## Instructions for the task
The required output is every entry, printed exactly as written.

## Exercise material
•••••

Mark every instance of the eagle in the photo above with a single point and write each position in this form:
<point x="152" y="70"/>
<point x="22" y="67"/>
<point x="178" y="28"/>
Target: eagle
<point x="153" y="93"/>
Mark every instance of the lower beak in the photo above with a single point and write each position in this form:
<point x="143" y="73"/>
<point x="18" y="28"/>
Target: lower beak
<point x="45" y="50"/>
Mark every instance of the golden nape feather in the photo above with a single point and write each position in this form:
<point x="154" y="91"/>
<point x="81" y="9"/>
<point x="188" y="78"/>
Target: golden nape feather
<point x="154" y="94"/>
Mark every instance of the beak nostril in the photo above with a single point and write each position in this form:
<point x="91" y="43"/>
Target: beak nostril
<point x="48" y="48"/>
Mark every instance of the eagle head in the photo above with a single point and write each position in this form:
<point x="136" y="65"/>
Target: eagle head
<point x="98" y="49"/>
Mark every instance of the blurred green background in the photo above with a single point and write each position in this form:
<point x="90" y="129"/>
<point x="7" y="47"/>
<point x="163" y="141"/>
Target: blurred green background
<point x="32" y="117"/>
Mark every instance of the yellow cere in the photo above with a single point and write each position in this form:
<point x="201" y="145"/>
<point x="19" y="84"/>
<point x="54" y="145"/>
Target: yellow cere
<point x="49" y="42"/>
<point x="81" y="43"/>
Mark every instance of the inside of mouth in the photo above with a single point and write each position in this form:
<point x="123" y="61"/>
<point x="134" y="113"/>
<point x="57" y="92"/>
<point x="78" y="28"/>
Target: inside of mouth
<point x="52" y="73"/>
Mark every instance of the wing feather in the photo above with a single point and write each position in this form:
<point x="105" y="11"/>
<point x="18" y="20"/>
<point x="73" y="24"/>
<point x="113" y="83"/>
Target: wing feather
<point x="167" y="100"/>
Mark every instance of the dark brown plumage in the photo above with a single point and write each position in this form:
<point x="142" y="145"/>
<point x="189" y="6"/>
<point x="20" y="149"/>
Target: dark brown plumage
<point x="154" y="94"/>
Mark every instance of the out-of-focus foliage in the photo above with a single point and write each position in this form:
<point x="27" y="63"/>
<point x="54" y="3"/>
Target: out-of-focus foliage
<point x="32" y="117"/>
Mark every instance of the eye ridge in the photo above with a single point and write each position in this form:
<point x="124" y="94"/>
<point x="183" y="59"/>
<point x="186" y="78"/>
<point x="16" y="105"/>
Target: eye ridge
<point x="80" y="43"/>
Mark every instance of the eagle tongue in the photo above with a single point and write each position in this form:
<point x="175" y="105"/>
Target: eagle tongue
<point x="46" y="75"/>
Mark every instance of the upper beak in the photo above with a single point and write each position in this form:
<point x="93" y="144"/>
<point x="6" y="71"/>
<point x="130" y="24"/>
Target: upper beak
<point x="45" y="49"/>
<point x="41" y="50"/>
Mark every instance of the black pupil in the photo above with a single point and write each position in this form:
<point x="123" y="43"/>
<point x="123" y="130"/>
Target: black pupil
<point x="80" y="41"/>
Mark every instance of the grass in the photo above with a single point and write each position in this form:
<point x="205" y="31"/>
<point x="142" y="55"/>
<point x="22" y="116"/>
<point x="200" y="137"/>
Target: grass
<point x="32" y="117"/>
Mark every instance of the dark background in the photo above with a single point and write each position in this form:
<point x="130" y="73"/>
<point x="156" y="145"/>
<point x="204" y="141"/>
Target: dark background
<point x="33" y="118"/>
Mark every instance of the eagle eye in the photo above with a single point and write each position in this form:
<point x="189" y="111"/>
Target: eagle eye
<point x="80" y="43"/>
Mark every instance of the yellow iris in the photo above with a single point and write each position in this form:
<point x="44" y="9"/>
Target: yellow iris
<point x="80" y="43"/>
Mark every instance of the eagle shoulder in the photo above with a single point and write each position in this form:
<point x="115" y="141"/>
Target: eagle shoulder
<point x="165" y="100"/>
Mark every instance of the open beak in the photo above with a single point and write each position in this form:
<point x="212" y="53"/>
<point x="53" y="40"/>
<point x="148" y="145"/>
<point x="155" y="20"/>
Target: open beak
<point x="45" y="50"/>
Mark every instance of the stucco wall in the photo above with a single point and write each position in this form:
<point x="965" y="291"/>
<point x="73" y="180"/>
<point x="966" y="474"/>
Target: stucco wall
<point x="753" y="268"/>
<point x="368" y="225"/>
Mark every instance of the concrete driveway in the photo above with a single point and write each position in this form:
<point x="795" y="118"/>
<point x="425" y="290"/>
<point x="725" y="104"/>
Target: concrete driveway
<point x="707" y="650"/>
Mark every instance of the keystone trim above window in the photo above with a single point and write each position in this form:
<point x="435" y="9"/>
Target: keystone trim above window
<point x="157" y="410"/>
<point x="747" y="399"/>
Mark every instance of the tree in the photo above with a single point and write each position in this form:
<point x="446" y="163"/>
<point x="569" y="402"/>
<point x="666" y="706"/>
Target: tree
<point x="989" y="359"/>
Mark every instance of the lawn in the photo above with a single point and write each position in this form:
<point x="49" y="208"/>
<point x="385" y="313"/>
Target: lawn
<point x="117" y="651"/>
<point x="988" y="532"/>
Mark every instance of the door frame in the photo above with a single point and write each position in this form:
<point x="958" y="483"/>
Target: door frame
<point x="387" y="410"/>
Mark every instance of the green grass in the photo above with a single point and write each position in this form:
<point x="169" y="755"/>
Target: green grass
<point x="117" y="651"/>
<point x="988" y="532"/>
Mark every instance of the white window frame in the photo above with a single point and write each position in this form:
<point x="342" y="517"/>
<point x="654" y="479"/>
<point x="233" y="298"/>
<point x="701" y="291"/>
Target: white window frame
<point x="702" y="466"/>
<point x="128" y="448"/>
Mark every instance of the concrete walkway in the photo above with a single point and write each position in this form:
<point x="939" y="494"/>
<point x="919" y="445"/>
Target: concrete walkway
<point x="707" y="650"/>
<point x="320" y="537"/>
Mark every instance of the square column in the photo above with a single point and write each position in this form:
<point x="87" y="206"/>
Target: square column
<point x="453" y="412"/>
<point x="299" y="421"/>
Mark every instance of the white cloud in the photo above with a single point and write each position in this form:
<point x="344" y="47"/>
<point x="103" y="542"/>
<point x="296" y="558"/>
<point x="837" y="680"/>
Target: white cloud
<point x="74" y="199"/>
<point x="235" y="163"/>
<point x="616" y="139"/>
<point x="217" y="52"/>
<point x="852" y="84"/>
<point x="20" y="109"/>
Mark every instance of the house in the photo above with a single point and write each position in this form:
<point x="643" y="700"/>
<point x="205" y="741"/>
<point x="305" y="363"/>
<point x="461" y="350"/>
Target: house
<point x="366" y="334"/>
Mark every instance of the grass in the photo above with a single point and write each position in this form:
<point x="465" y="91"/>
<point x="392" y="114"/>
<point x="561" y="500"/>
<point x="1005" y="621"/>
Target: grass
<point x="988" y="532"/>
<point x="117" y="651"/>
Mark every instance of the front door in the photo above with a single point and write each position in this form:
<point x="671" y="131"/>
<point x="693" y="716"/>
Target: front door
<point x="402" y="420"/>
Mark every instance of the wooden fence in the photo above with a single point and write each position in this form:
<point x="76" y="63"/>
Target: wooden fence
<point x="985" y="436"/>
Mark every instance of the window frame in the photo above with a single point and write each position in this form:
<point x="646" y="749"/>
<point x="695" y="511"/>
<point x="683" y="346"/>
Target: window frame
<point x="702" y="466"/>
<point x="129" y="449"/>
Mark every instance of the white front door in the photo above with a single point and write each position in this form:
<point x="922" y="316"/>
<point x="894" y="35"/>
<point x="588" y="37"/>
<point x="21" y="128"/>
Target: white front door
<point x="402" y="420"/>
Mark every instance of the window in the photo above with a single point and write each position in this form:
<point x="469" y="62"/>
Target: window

•••••

## Answer section
Mark every instance of the eagle in the photo above with a single point and write each position in this form:
<point x="152" y="70"/>
<point x="22" y="67"/>
<point x="178" y="28"/>
Target: eagle
<point x="153" y="93"/>
Mark every instance of the lower beak in the photo above with a single point and write each position in this form:
<point x="143" y="73"/>
<point x="18" y="28"/>
Target: lower beak
<point x="45" y="50"/>
Mark every instance of the golden nape feather in the photo above with a single point and write each position in this form:
<point x="154" y="91"/>
<point x="81" y="9"/>
<point x="188" y="78"/>
Target: golden nape feather
<point x="154" y="94"/>
Mark every instance of the beak nostril in the photo above with a single point and write each position in this form:
<point x="91" y="43"/>
Target: beak nostril
<point x="48" y="48"/>
Mark every instance of the eagle head in the photo above with a single point and write each position in this form:
<point x="136" y="65"/>
Target: eagle head
<point x="98" y="49"/>
Mark every instance of the blurred green background in the photo above with a single point and write each position in this form:
<point x="90" y="129"/>
<point x="7" y="47"/>
<point x="163" y="141"/>
Target: blurred green background
<point x="32" y="117"/>
Mark every instance of the yellow cere in the photo above with a single point and write each position in this form:
<point x="201" y="145"/>
<point x="19" y="84"/>
<point x="54" y="145"/>
Target: yellow cere
<point x="49" y="42"/>
<point x="81" y="43"/>
Mark every instance of the inside of mouth in the photo above with a single point and write each position in this form:
<point x="123" y="61"/>
<point x="134" y="113"/>
<point x="57" y="92"/>
<point x="78" y="28"/>
Target: inside of mouth
<point x="52" y="73"/>
Mark every instance of the wing feather in the photo above with a single point and write each position in this form:
<point x="105" y="11"/>
<point x="18" y="20"/>
<point x="73" y="24"/>
<point x="113" y="83"/>
Target: wing feather
<point x="167" y="100"/>
Mark every instance of the dark brown plumage in the photo above with a single point and write each position in this form:
<point x="142" y="145"/>
<point x="189" y="6"/>
<point x="20" y="149"/>
Target: dark brown plumage
<point x="154" y="94"/>
Mark every instance of the out-of-focus foliage in the photo above with a single point and write each position in this form:
<point x="27" y="63"/>
<point x="54" y="3"/>
Target: out-of-focus foliage
<point x="32" y="117"/>
Mark every instance of the eye ridge in the photo above with a single point and write each position in this form:
<point x="124" y="94"/>
<point x="183" y="59"/>
<point x="186" y="78"/>
<point x="16" y="105"/>
Target: eye ridge
<point x="80" y="43"/>
Mark every instance of the eagle tongue in the photo above with a single point and write each position in this form:
<point x="175" y="105"/>
Target: eagle tongue
<point x="46" y="75"/>
Mark every instance of the upper beak in the photo above with a single point and write each position in this form:
<point x="93" y="144"/>
<point x="6" y="71"/>
<point x="130" y="24"/>
Target: upper beak
<point x="45" y="49"/>
<point x="41" y="50"/>
Mark every instance of the black pupil in the photo above with a single point and write each position in this form:
<point x="123" y="43"/>
<point x="123" y="130"/>
Target: black pupil
<point x="80" y="41"/>
Mark every instance of the grass in the photo above with a single point and write each position in this form:
<point x="205" y="31"/>
<point x="142" y="55"/>
<point x="22" y="116"/>
<point x="200" y="137"/>
Target: grass
<point x="32" y="117"/>
Mark every instance of the dark background in the photo above with a single point and write each position in this form:
<point x="130" y="73"/>
<point x="156" y="145"/>
<point x="204" y="141"/>
Target: dark background
<point x="33" y="118"/>
Mark every instance of the eagle eye in the photo above with a single point and write each position in this form:
<point x="189" y="111"/>
Target: eagle eye
<point x="80" y="43"/>
Mark every instance of the yellow iris in the photo above with a single point and write each position in this form:
<point x="44" y="9"/>
Target: yellow iris
<point x="80" y="43"/>
Mark every instance of the eagle shoulder in the photo above with a single point and write each position in this form:
<point x="115" y="141"/>
Target: eagle shoulder
<point x="165" y="100"/>
Mark every instance of the open beak in the photo above with a single point and write each position in this form:
<point x="212" y="53"/>
<point x="53" y="40"/>
<point x="148" y="145"/>
<point x="155" y="20"/>
Target: open beak
<point x="45" y="50"/>
Mark every instance of the stucco wall in the photo above with a single point and write each position in this form:
<point x="965" y="291"/>
<point x="73" y="180"/>
<point x="966" y="474"/>
Target: stucco wall
<point x="753" y="268"/>
<point x="368" y="225"/>
Mark every instance of the concrete driveway in the photo above with a single point and write each position in this form:
<point x="795" y="118"/>
<point x="425" y="290"/>
<point x="725" y="104"/>
Target: concrete driveway
<point x="707" y="650"/>
Mark every instance of the keystone trim above window in the photo above with a single point and write each position in this form:
<point x="435" y="9"/>
Target: keystone trim above window
<point x="157" y="410"/>
<point x="747" y="399"/>
Mark every instance of the tree in the photo above with a single point and write each position in this form:
<point x="446" y="163"/>
<point x="569" y="402"/>
<point x="666" y="706"/>
Target: tree
<point x="989" y="359"/>
Mark every instance of the lawn in the photo above with a single point and write each position in this form:
<point x="49" y="208"/>
<point x="385" y="313"/>
Target: lawn
<point x="117" y="651"/>
<point x="988" y="532"/>
Mark every instance of the door frame in the photo above with a single point and write each position in this form:
<point x="958" y="483"/>
Target: door frame
<point x="387" y="410"/>
Mark every instance of the green grass in the photo above with a single point and write each position in this form:
<point x="169" y="755"/>
Target: green grass
<point x="117" y="651"/>
<point x="988" y="532"/>
Mark every instance of the white window frame in the photo above with a single point and write each position in this form:
<point x="342" y="517"/>
<point x="654" y="479"/>
<point x="233" y="298"/>
<point x="701" y="291"/>
Target: white window frame
<point x="702" y="466"/>
<point x="128" y="448"/>
Mark every instance of the concrete walkway in the photo above with a single point and write each position in this form:
<point x="939" y="494"/>
<point x="919" y="445"/>
Target: concrete walkway
<point x="707" y="650"/>
<point x="320" y="537"/>
Mark every instance of the square column in the photo above with a single point and write each position in this form:
<point x="87" y="206"/>
Target: square column
<point x="453" y="412"/>
<point x="299" y="421"/>
Mark every instance of the white cloud in the photo above with a single point and write each position in this form:
<point x="344" y="47"/>
<point x="103" y="542"/>
<point x="296" y="558"/>
<point x="837" y="680"/>
Target: white cloud
<point x="74" y="199"/>
<point x="235" y="163"/>
<point x="616" y="139"/>
<point x="217" y="52"/>
<point x="852" y="84"/>
<point x="20" y="109"/>
Mark every instance of the house in the photo above with a single point and write each position in this form:
<point x="643" y="700"/>
<point x="205" y="741"/>
<point x="305" y="363"/>
<point x="461" y="350"/>
Target: house
<point x="366" y="334"/>
Mark every instance of the grass in the photo above with a single point and write each position in this form:
<point x="465" y="91"/>
<point x="392" y="114"/>
<point x="561" y="500"/>
<point x="1005" y="621"/>
Target: grass
<point x="988" y="532"/>
<point x="117" y="651"/>
Mark every instance of the front door in the photo above with a single point and write each position in this form:
<point x="671" y="131"/>
<point x="693" y="716"/>
Target: front door
<point x="402" y="420"/>
Mark every instance of the wooden fence in the photo above with a single point and write each position in this form:
<point x="76" y="63"/>
Target: wooden fence
<point x="985" y="436"/>
Mark every instance of the window frame in the photo above with a single point and write each position in this form:
<point x="646" y="749"/>
<point x="695" y="511"/>
<point x="683" y="346"/>
Target: window frame
<point x="702" y="466"/>
<point x="129" y="449"/>
Mark every instance of the white front door in the photo above with a single point and write each position in this form:
<point x="922" y="316"/>
<point x="894" y="35"/>
<point x="588" y="37"/>
<point x="21" y="128"/>
Target: white front door
<point x="402" y="420"/>
Mark every instance of the window in the photo above with a single point and write each position in this form:
<point x="469" y="62"/>
Target: window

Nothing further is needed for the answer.